Dataset excerpts →
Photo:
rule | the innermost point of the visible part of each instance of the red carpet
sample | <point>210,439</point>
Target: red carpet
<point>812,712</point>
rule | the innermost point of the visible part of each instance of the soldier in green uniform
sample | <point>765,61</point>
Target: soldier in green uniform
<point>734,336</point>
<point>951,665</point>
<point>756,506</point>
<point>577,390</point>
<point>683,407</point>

Activity → An identical copy of the entries above is the expected result.

Answer area →
Photo:
rule | the innermost point of the visible part of each instance of the red carpet
sample | <point>210,439</point>
Target: red carpet
<point>812,712</point>
rule | the innermost point of the visible part of each instance of the soldier in green uniform
sample | <point>765,61</point>
Target: soldier in green uniform
<point>734,336</point>
<point>951,665</point>
<point>756,506</point>
<point>577,390</point>
<point>683,407</point>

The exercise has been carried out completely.